Dec 10, 2020

New regulation for batteries: an opportunity for the European battery industry to become the role model for carbon transparency

Today, the European Commission proposes to modernise EU legislation on batteries. Batteries placed on the EU market should become sustainable, high-performing and safe all along their entire life cycle. The development of a competitive and sustainable European battery industry has been the main purpose of our activities since EIT InnoEnergy was trusted by the European Commission to drive the industrial workstream of the European Battery Alliance, EBA250 back in 2017.

The need for a supportive regulatory framework has been highlighted by our stakeholders along the entire value chain from the very start and we are now welcoming this important piece of regulation that will influence the battery industry for many years to come. It will in fact be the single most important tool that enables Europe to build a truly sustainable battery industry supporting Europe’s transition to electrification.

The new legislation paves the way for a European battery value chain based on ethically sourced raw materials, sustainable battery production and increased recycling efforts towards a circular economy and there is every reason for European public bodies to embrace this regulation without further delays. It will also provide legal certainty that will help unlock large-scale investments and boost the production capacity for innovative and sustainable batteries in Europe and beyond to respond to the fast-growing market.

We would like to highlight three key areas that we deem of special importance to incentivise, support and ultimately steer the battery industry in the direction towards greener batteries and competitive sustainability for a circular and climate neutral economy.

**TASK MATERIAL**

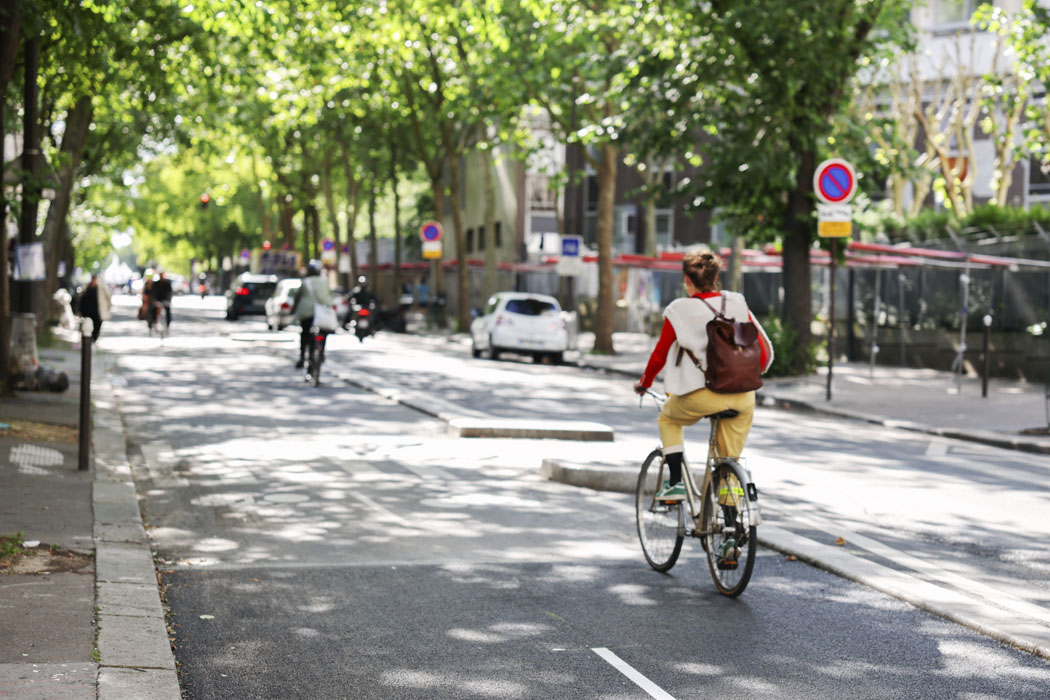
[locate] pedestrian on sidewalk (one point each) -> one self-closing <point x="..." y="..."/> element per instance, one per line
<point x="685" y="329"/>
<point x="96" y="303"/>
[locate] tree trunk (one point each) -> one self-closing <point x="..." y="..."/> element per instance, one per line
<point x="373" y="247"/>
<point x="9" y="40"/>
<point x="265" y="211"/>
<point x="287" y="225"/>
<point x="489" y="281"/>
<point x="439" y="214"/>
<point x="462" y="276"/>
<point x="797" y="309"/>
<point x="651" y="176"/>
<point x="315" y="230"/>
<point x="330" y="206"/>
<point x="353" y="207"/>
<point x="307" y="253"/>
<point x="78" y="121"/>
<point x="397" y="223"/>
<point x="606" y="294"/>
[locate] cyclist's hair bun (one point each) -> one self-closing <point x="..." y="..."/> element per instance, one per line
<point x="702" y="267"/>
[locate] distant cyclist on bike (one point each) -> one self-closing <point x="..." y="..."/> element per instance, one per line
<point x="162" y="295"/>
<point x="314" y="290"/>
<point x="685" y="325"/>
<point x="361" y="295"/>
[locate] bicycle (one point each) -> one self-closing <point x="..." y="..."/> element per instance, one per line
<point x="722" y="514"/>
<point x="315" y="356"/>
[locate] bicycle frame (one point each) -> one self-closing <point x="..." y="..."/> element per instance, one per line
<point x="694" y="494"/>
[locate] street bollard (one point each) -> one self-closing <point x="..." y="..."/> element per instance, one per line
<point x="86" y="327"/>
<point x="987" y="357"/>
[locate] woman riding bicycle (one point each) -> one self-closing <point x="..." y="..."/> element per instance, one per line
<point x="685" y="329"/>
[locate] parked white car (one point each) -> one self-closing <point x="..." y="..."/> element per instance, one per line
<point x="280" y="305"/>
<point x="524" y="323"/>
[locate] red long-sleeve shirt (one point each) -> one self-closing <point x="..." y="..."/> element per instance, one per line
<point x="667" y="338"/>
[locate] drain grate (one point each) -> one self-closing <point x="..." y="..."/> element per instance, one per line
<point x="27" y="455"/>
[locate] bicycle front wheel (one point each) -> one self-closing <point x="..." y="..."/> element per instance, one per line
<point x="660" y="525"/>
<point x="729" y="531"/>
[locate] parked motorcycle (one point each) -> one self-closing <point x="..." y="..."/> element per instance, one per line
<point x="364" y="320"/>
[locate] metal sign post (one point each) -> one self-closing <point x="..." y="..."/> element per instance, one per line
<point x="835" y="184"/>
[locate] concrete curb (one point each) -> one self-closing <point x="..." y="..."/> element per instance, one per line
<point x="491" y="427"/>
<point x="622" y="480"/>
<point x="137" y="662"/>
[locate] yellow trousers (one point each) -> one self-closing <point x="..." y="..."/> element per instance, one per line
<point x="687" y="409"/>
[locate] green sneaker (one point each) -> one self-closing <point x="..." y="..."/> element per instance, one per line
<point x="676" y="492"/>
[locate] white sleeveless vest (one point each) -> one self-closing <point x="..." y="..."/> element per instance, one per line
<point x="689" y="317"/>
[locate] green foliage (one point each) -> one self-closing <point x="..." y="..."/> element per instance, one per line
<point x="789" y="355"/>
<point x="933" y="225"/>
<point x="12" y="546"/>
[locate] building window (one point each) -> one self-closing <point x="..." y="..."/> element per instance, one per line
<point x="592" y="192"/>
<point x="1038" y="181"/>
<point x="665" y="229"/>
<point x="953" y="12"/>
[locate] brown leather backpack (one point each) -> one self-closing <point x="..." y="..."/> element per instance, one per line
<point x="734" y="354"/>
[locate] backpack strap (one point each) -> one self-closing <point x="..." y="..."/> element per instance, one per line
<point x="685" y="349"/>
<point x="713" y="310"/>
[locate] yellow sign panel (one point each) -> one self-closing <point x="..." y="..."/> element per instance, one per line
<point x="835" y="229"/>
<point x="432" y="250"/>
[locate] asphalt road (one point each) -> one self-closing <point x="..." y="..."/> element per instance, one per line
<point x="326" y="543"/>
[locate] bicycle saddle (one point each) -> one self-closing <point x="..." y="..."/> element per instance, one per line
<point x="729" y="412"/>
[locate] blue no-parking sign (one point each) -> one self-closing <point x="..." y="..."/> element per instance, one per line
<point x="570" y="246"/>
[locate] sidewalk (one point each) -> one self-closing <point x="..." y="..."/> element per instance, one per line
<point x="80" y="610"/>
<point x="923" y="400"/>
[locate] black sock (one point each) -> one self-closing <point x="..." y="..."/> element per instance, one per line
<point x="673" y="467"/>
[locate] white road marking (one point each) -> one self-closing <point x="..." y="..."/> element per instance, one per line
<point x="652" y="688"/>
<point x="427" y="472"/>
<point x="938" y="447"/>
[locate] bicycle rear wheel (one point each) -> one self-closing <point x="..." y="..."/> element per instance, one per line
<point x="729" y="532"/>
<point x="660" y="525"/>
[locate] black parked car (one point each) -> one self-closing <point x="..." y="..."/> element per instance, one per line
<point x="248" y="295"/>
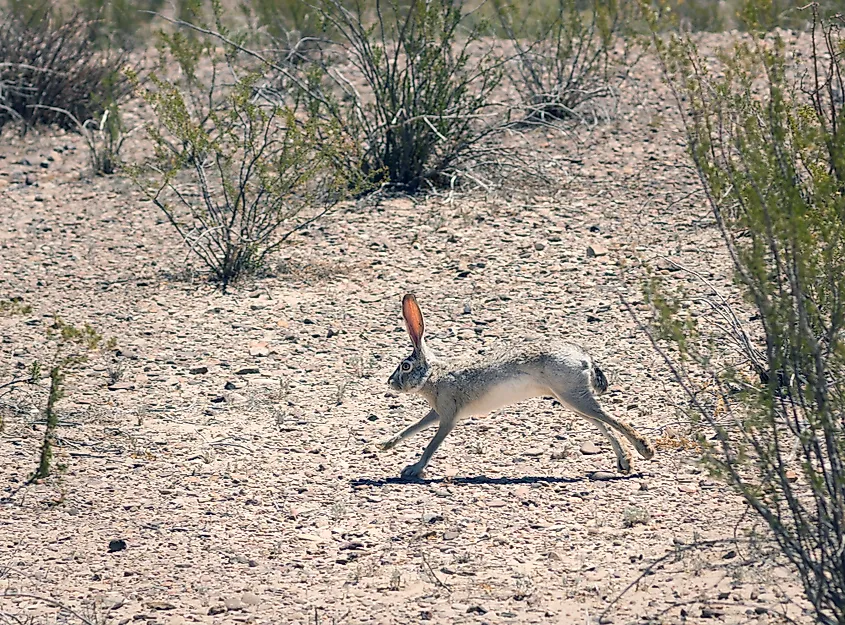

**REQUIREMENTS**
1. Answer these questions about the battery regulation text:
(a) In what year was EIT InnoEnergy trusted by the European Commission to drive the industrial workstream of EBA250?
(b) What three things does the text say the new legislation's European battery value chain is based on?
(c) What does the legislation provide that will help unlock large-scale investments?
2. Can you return, word for word, the stretch of the records from the line containing "[locate] black parked" through the end of the records, leaving out any pictures?
The text and the records have nothing to do with each other.

**ANSWER SET**
1.
(a) 2017
(b) Ethically sourced raw materials, sustainable battery production, and increased recycling efforts towards a circular economy
(c) Legal certainty

2.
[locate] black parked car (one point each) -> one self-closing <point x="..." y="..."/> element per instance, one per line
<point x="248" y="295"/>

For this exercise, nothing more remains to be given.